→ Problem A
From the passage on blood pressure regulation, reproduce the text verbatim from "Many hormones help" up to and including "lower blood pressure.".
→ Problem B
List every action the passage on blood pressure regulation gives for atrial natriuretic peptide in lowering blood pressure.

Many hormones help to regulate blood pressure, including adrenaline and noradrenaline, which are released from the adrenal medulla in response to a drop in blood pressure; these hormones increase cardiac contractility and vasoconstriction, and thus increase cardiac output (Patton [155]). Atrial natriuretic peptide is a hormone that is produced from the atria of the heart in response to hypertension. It works by inhibiting the renin–angiotensin system, raising the glomerular filtration rate by causing vasodilation in the afferent arteriole, inhibiting sodium reabsorption and causing fluid transfer into the interstitial space (Waugh and Grant [207]) in an attempt to lower blood pressure.

When blood pressure increases, the baroreceptors, or stretch receptors, are stimulated and in turn stimulate the cardiac inhibitory centre, reducing sympathetic nerve impulses and increasing parasympathetic nerve impulses (Marieb and Keller [111]). This causes vasodilation and a decrease in cardiac output, thereby reducing blood pressure (Blows [21]). When blood pressure is low, the opposite occurs. This response is termed a ‘reflex arc’, and it continually maintains homeostasis (Marieb and Hoehn [110]). Baroreceptors are located in the aortic arch, the carotid sinuses and the walls of most of the large arteries in the thorax and neck (Marieb and Hoehn [110]). Close to these are chemoreceptors, which are stimulated when the pH of the blood drops or when carbon dioxide rises, and when oxygen levels drop significantly; this causes an increase in cardiac output and vasoconstriction, leading to an increase in blood pressure (Marieb and Hoehn [110]).

The juxtaglomerular cells within the kidneys are stimulated to release renin when blood volume or pressure falls (Tortora and Derrickson [199]). This leads to the production of angiotensin I, which is converted to angiotensin II (with the aid of angiotensin‐converting enzyme) (Patton [155]). Angiotensin II has a potent effect on blood pressure, increasing cardiac output and vasoconstriction and stimulating the production of aldosterone. Aldosterone increases reabsorption of water and sodium and stimulates the thirst receptors (Patton [155]) in an attempt to increase the circulatory volume of fluid and thereby blood pressure (Blows [21]). These mechanisms are known collectively as the renin–angiotensin–aldosterone system (Figure 14.22). Anti‐diuretic hormone is produced in the hypothalamus in response to low blood pressure or volume and increases vasoconstriction and water reabsorption in the kidneys. These mechanisms are inhibited when fluid volume in the circulatory system is high (Marieb and Keller [111]).

Skeletal muscle contractions and the mechanism of respiration promote venous return of blood to the heart and therefore assist in maintaining cardiac output (Lin [104]). Skeletal muscles contract on movement, compressing the veins and pushing the blood towards the heart, and respiration causes a change in thoracic and abdominal pressure, which acts to pump venous blood (Patton [155]). Starling's law states that the force of the contraction of the heart is directly related to how much blood volume is in the heart (Patton [155]). The more stretched the muscle fibres are prior to contraction, the stronger the contraction and the greater volume the heart will pump (Marieb and Keller [111]).

→ Stored data
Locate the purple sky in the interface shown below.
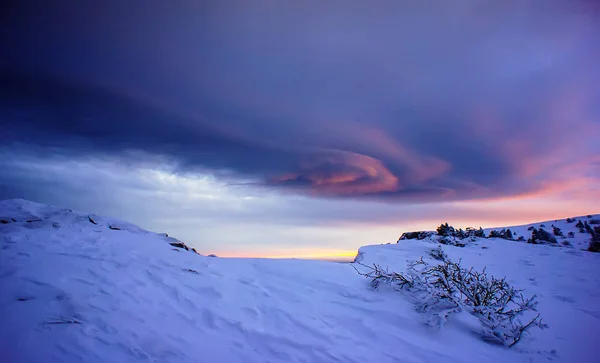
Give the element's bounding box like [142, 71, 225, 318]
[0, 0, 600, 256]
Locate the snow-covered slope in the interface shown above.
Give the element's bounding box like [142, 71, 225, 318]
[0, 200, 600, 363]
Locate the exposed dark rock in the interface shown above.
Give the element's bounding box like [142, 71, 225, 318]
[398, 231, 434, 241]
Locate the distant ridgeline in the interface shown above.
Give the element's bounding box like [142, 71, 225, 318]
[397, 215, 600, 252]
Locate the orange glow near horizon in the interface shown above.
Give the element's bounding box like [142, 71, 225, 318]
[216, 248, 358, 260]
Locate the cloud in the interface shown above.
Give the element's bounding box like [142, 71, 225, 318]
[0, 1, 600, 203]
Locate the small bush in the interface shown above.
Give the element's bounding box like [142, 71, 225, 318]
[488, 228, 513, 240]
[353, 258, 548, 347]
[427, 247, 448, 261]
[436, 223, 455, 236]
[527, 228, 557, 245]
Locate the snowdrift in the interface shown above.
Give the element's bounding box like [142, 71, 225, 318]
[0, 200, 600, 363]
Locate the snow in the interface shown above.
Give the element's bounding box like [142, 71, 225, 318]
[0, 200, 600, 363]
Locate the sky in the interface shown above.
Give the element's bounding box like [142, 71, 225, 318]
[0, 0, 600, 257]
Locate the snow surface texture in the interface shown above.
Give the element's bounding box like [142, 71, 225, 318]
[0, 200, 600, 363]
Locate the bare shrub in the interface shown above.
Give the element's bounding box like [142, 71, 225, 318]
[353, 258, 547, 347]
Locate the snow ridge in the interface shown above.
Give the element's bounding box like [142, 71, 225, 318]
[0, 200, 600, 363]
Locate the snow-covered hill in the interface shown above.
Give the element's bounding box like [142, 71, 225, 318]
[0, 200, 600, 363]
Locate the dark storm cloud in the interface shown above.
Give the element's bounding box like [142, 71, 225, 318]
[0, 1, 600, 201]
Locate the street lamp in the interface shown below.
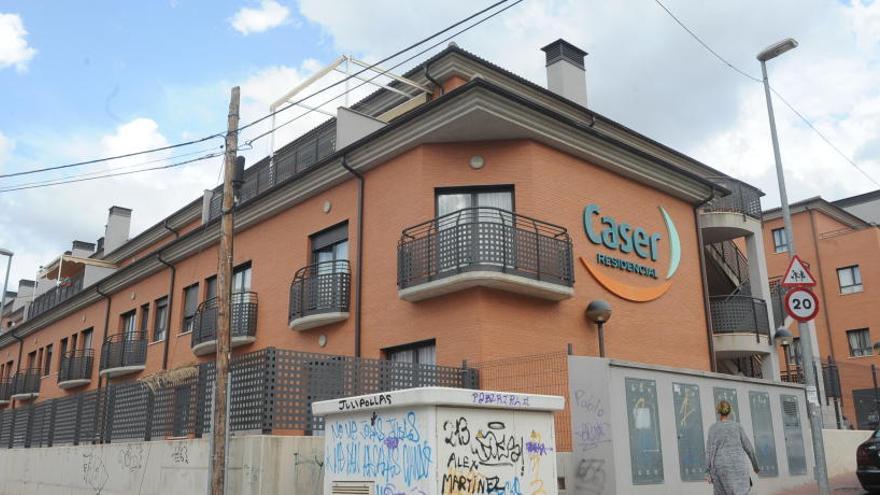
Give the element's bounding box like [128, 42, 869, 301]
[587, 299, 611, 357]
[757, 38, 831, 495]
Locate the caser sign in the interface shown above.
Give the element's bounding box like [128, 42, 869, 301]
[580, 204, 681, 302]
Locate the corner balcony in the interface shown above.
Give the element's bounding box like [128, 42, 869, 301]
[397, 207, 574, 302]
[288, 260, 351, 330]
[191, 292, 257, 356]
[709, 295, 773, 358]
[0, 377, 12, 406]
[100, 332, 147, 378]
[9, 368, 41, 400]
[58, 349, 95, 390]
[700, 178, 763, 244]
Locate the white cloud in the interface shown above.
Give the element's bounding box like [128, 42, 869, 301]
[0, 13, 37, 72]
[229, 0, 290, 35]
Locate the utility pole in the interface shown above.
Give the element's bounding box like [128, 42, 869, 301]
[211, 86, 241, 495]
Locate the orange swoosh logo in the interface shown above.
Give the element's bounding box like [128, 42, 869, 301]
[580, 256, 672, 302]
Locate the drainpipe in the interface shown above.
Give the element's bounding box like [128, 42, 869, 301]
[694, 196, 718, 372]
[342, 155, 364, 357]
[424, 59, 446, 99]
[153, 218, 180, 370]
[806, 206, 837, 360]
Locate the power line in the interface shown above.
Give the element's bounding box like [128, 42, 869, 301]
[654, 0, 880, 187]
[0, 153, 223, 193]
[245, 0, 523, 145]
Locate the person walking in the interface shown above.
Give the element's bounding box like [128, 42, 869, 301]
[706, 400, 760, 495]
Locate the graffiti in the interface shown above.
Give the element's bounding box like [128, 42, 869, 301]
[83, 452, 110, 494]
[339, 394, 391, 411]
[472, 392, 529, 407]
[116, 443, 144, 472]
[171, 442, 189, 464]
[324, 411, 433, 495]
[574, 459, 605, 495]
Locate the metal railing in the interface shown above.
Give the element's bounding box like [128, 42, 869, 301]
[12, 368, 42, 395]
[397, 207, 574, 289]
[101, 332, 147, 370]
[288, 260, 351, 321]
[28, 272, 85, 319]
[702, 177, 763, 220]
[191, 292, 257, 347]
[58, 349, 95, 383]
[709, 295, 770, 342]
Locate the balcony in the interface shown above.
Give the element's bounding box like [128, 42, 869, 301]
[0, 377, 12, 406]
[288, 260, 351, 330]
[709, 295, 772, 357]
[9, 368, 41, 400]
[397, 208, 574, 302]
[700, 177, 763, 243]
[191, 292, 257, 356]
[28, 272, 84, 319]
[58, 349, 95, 390]
[100, 332, 147, 378]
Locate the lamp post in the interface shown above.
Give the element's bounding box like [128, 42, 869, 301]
[587, 299, 611, 357]
[757, 38, 831, 495]
[0, 248, 14, 317]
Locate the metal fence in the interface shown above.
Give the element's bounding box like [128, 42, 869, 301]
[397, 207, 574, 289]
[0, 348, 479, 448]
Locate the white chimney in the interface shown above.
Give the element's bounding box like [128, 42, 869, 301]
[104, 206, 131, 256]
[541, 39, 587, 107]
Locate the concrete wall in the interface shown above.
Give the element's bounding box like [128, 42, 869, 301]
[0, 436, 324, 495]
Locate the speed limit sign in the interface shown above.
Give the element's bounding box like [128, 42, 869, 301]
[785, 287, 819, 323]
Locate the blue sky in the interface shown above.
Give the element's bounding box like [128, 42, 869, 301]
[0, 0, 880, 286]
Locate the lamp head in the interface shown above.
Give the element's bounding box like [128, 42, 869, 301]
[758, 38, 797, 62]
[587, 299, 611, 323]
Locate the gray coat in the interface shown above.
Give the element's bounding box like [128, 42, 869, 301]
[706, 421, 758, 495]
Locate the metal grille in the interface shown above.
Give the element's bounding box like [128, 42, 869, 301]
[397, 207, 574, 289]
[58, 349, 95, 383]
[12, 368, 41, 395]
[101, 332, 147, 370]
[28, 272, 85, 319]
[702, 177, 763, 220]
[289, 260, 351, 320]
[709, 295, 770, 338]
[191, 292, 257, 347]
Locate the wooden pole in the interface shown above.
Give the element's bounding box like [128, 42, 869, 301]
[211, 86, 241, 495]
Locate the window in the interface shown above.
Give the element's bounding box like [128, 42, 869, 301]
[122, 310, 137, 340]
[180, 284, 199, 333]
[153, 297, 168, 342]
[309, 226, 348, 272]
[773, 228, 788, 253]
[846, 328, 871, 357]
[436, 186, 513, 217]
[385, 340, 437, 365]
[43, 344, 52, 376]
[837, 265, 862, 294]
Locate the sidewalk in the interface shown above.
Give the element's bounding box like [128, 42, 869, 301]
[773, 473, 868, 495]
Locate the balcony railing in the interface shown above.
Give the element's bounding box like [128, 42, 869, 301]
[58, 349, 95, 388]
[191, 292, 257, 352]
[288, 260, 351, 328]
[702, 177, 763, 220]
[397, 207, 574, 289]
[101, 332, 147, 375]
[709, 295, 770, 342]
[0, 376, 12, 404]
[12, 368, 41, 399]
[28, 273, 84, 319]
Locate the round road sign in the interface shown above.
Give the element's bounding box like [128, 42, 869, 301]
[785, 287, 819, 323]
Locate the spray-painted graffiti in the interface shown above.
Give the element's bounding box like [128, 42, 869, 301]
[324, 411, 434, 495]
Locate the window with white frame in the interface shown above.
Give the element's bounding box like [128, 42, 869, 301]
[837, 265, 862, 294]
[773, 228, 788, 253]
[846, 328, 872, 357]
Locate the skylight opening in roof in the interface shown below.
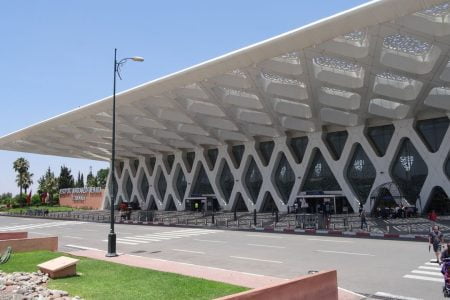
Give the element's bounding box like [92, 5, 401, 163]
[376, 72, 410, 82]
[273, 52, 300, 65]
[313, 56, 361, 72]
[222, 88, 258, 99]
[262, 72, 305, 87]
[415, 2, 450, 18]
[343, 31, 366, 42]
[383, 33, 432, 55]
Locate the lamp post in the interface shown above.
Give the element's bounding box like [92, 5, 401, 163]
[106, 48, 144, 257]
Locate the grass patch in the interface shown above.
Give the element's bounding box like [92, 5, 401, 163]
[0, 251, 247, 299]
[4, 206, 73, 213]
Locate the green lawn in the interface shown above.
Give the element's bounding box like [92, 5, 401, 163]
[0, 251, 246, 300]
[5, 206, 73, 213]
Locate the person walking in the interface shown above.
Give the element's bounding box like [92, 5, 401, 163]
[359, 210, 367, 229]
[428, 225, 444, 263]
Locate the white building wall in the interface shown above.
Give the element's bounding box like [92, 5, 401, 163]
[104, 119, 450, 212]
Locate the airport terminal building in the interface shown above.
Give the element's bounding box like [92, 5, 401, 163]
[0, 0, 450, 213]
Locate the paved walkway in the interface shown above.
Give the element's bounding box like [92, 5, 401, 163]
[69, 250, 364, 300]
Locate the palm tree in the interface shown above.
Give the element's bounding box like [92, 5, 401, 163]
[13, 157, 30, 199]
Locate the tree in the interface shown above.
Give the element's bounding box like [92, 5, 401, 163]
[13, 157, 31, 199]
[58, 166, 75, 190]
[97, 168, 109, 189]
[86, 167, 97, 187]
[38, 167, 58, 204]
[75, 172, 84, 187]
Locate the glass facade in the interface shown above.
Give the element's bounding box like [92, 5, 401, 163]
[261, 192, 278, 212]
[326, 130, 348, 159]
[347, 144, 377, 203]
[148, 156, 156, 176]
[289, 136, 308, 163]
[233, 193, 250, 212]
[244, 157, 263, 203]
[140, 173, 149, 199]
[207, 149, 219, 170]
[158, 171, 167, 200]
[176, 168, 187, 200]
[191, 165, 214, 196]
[302, 149, 341, 192]
[445, 156, 450, 179]
[275, 153, 295, 204]
[125, 175, 133, 200]
[367, 124, 395, 156]
[391, 139, 428, 204]
[259, 141, 275, 166]
[231, 145, 245, 168]
[219, 161, 234, 203]
[166, 195, 177, 211]
[186, 152, 195, 172]
[416, 117, 450, 152]
[167, 154, 175, 174]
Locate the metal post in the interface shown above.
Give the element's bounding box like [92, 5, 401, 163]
[106, 48, 117, 257]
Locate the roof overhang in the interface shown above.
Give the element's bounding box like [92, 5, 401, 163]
[0, 0, 450, 160]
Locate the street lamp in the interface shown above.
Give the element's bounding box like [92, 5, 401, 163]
[106, 49, 144, 257]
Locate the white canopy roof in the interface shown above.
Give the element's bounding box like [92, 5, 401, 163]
[0, 0, 450, 160]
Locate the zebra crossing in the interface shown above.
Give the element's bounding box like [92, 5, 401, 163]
[0, 221, 86, 231]
[403, 262, 444, 284]
[103, 229, 221, 245]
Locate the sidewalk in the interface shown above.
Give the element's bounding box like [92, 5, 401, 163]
[68, 250, 364, 300]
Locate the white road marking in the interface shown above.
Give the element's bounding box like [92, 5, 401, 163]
[403, 275, 444, 283]
[247, 244, 286, 249]
[411, 270, 444, 277]
[316, 250, 375, 256]
[194, 239, 226, 243]
[375, 292, 423, 300]
[230, 256, 283, 264]
[172, 249, 205, 254]
[65, 244, 103, 251]
[419, 266, 441, 271]
[247, 234, 282, 239]
[308, 239, 354, 243]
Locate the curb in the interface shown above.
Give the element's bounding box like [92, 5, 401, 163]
[0, 215, 428, 242]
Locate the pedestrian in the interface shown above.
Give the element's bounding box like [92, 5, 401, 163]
[428, 225, 444, 263]
[359, 210, 367, 229]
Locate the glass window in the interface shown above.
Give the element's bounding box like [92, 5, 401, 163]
[141, 173, 149, 199]
[367, 124, 395, 156]
[167, 154, 175, 174]
[416, 117, 450, 152]
[290, 136, 308, 163]
[219, 161, 234, 203]
[245, 157, 263, 203]
[207, 149, 219, 170]
[186, 152, 195, 172]
[176, 168, 187, 200]
[231, 145, 245, 168]
[259, 141, 275, 166]
[347, 144, 377, 203]
[192, 165, 214, 196]
[126, 175, 133, 201]
[326, 130, 348, 159]
[391, 139, 428, 204]
[158, 171, 167, 201]
[445, 156, 450, 179]
[302, 149, 341, 192]
[275, 153, 295, 203]
[261, 192, 278, 212]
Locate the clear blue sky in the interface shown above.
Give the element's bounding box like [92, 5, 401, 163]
[0, 0, 368, 194]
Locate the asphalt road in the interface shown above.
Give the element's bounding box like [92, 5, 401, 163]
[0, 216, 443, 299]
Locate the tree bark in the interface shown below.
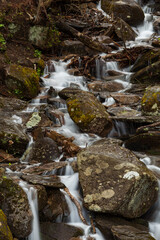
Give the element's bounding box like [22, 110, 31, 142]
[56, 20, 110, 53]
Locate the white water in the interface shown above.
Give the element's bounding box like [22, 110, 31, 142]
[140, 157, 160, 240]
[13, 1, 160, 240]
[19, 181, 41, 240]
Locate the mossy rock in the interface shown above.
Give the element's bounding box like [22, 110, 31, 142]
[28, 25, 59, 49]
[130, 61, 160, 84]
[141, 85, 160, 116]
[0, 175, 32, 239]
[5, 64, 39, 99]
[0, 119, 29, 156]
[0, 209, 13, 240]
[67, 91, 112, 136]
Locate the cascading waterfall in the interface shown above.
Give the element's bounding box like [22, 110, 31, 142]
[19, 181, 41, 240]
[140, 157, 160, 240]
[13, 1, 160, 240]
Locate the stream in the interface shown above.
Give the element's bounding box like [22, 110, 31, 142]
[5, 1, 160, 240]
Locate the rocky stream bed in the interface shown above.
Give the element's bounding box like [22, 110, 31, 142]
[0, 0, 160, 240]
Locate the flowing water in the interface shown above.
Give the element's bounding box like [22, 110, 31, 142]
[19, 181, 41, 240]
[12, 1, 160, 240]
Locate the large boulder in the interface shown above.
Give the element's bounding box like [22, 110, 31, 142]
[131, 49, 160, 72]
[5, 64, 39, 99]
[130, 61, 160, 84]
[67, 91, 112, 136]
[0, 175, 32, 238]
[0, 118, 29, 156]
[77, 139, 158, 218]
[101, 0, 144, 25]
[95, 213, 154, 240]
[125, 131, 160, 154]
[0, 209, 13, 240]
[141, 85, 160, 116]
[40, 222, 83, 240]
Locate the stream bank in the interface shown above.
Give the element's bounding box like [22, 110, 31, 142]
[0, 1, 159, 240]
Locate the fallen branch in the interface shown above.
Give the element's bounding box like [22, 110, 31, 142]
[56, 20, 110, 53]
[64, 188, 88, 225]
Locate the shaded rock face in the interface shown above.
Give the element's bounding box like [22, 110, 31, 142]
[77, 139, 158, 218]
[95, 214, 154, 240]
[67, 91, 112, 136]
[141, 85, 160, 116]
[88, 81, 124, 92]
[0, 119, 29, 156]
[28, 25, 58, 49]
[0, 175, 32, 238]
[5, 64, 39, 99]
[111, 226, 155, 240]
[40, 222, 83, 240]
[102, 0, 144, 25]
[114, 18, 137, 41]
[27, 137, 60, 162]
[125, 132, 160, 153]
[0, 209, 13, 240]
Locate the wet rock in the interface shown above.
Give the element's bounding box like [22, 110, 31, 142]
[25, 110, 53, 130]
[88, 81, 124, 92]
[0, 209, 13, 240]
[46, 60, 55, 73]
[58, 87, 82, 100]
[152, 37, 160, 48]
[67, 91, 112, 136]
[111, 226, 155, 240]
[125, 131, 160, 154]
[95, 214, 154, 240]
[27, 137, 60, 163]
[77, 140, 158, 218]
[101, 0, 144, 26]
[130, 61, 160, 84]
[110, 93, 140, 105]
[61, 40, 88, 55]
[41, 189, 69, 222]
[22, 174, 65, 188]
[0, 97, 27, 112]
[0, 149, 20, 163]
[28, 25, 59, 49]
[22, 162, 67, 175]
[46, 109, 65, 126]
[141, 85, 160, 116]
[153, 17, 160, 34]
[131, 49, 160, 72]
[5, 64, 39, 99]
[113, 18, 137, 42]
[48, 98, 66, 108]
[0, 175, 32, 238]
[0, 118, 29, 156]
[40, 222, 83, 240]
[33, 185, 47, 212]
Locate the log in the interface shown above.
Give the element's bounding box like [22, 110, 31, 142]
[64, 188, 88, 225]
[46, 130, 81, 157]
[56, 20, 110, 53]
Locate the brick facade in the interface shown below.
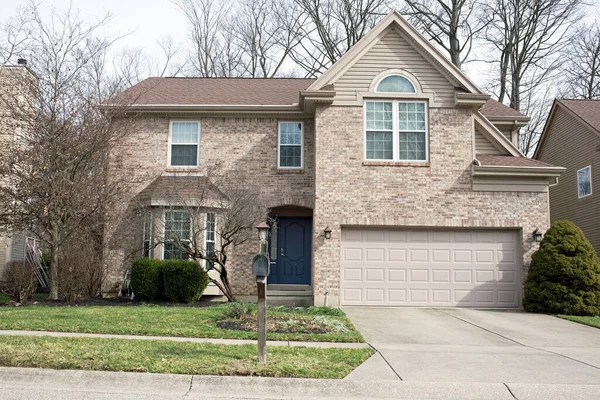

→ Response A
Many hormones help to regulate blood pressure, including adrenaline and noradrenaline, which are released from the adrenal medulla in response to a drop in blood pressure; these hormones increase cardiac contractility and vasoconstriction, and thus increase cardiac output (Patton [155]). Atrial natriuretic peptide is a hormone that is produced from the atria of the heart in response to hypertension. It works by inhibiting the renin–angiotensin system, raising the glomerular filtration rate by causing vasodilation in the afferent arteriole, inhibiting sodium reabsorption and causing fluid transfer into the interstitial space (Waugh and Grant [207]) in an attempt to lower blood pressure.

→ Response B
- Inhibiting the renin–angiotensin system
- Raising the glomerular filtration rate by causing vasodilation in the afferent arteriole
- Inhibiting sodium reabsorption
- Causing fluid transfer into the interstitial space